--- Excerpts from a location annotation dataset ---
# # # #
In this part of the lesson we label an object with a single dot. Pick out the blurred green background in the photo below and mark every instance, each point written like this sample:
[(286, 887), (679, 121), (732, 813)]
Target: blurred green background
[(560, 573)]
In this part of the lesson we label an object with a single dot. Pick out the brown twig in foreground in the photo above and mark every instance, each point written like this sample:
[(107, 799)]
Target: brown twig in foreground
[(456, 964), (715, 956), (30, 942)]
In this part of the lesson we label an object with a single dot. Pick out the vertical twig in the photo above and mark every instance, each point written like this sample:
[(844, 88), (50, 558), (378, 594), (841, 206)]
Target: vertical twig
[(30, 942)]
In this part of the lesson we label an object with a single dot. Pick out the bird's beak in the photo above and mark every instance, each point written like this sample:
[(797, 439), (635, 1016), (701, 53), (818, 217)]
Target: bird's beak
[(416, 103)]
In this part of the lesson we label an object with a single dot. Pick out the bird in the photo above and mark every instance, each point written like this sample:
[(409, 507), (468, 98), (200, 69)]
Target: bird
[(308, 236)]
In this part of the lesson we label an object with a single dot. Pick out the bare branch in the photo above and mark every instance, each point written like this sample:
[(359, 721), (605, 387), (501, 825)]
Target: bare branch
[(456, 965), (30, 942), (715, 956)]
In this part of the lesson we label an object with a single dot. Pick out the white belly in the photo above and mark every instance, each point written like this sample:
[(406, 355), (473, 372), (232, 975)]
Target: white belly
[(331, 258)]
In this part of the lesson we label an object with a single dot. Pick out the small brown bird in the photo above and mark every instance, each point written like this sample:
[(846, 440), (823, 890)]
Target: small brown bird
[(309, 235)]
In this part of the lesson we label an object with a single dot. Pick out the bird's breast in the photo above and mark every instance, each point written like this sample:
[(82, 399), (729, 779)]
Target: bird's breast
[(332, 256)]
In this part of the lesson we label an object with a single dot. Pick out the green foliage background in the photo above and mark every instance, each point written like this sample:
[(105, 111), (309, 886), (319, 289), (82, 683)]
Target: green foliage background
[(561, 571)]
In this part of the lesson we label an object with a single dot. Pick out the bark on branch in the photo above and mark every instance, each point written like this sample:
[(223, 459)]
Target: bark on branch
# # # #
--- Problem to solve ---
Reproduce the material above word for word, starting at its first line and ending at the line that contains "[(560, 573)]", with both of those lines included.

--- Response to the task ---
In this part of the lesson we label an object with a single dot. Pick out the blurred green background in the photo below and mark every instance, each point written like this sample:
[(286, 887), (679, 121), (732, 813)]
Target: blurred green background
[(560, 573)]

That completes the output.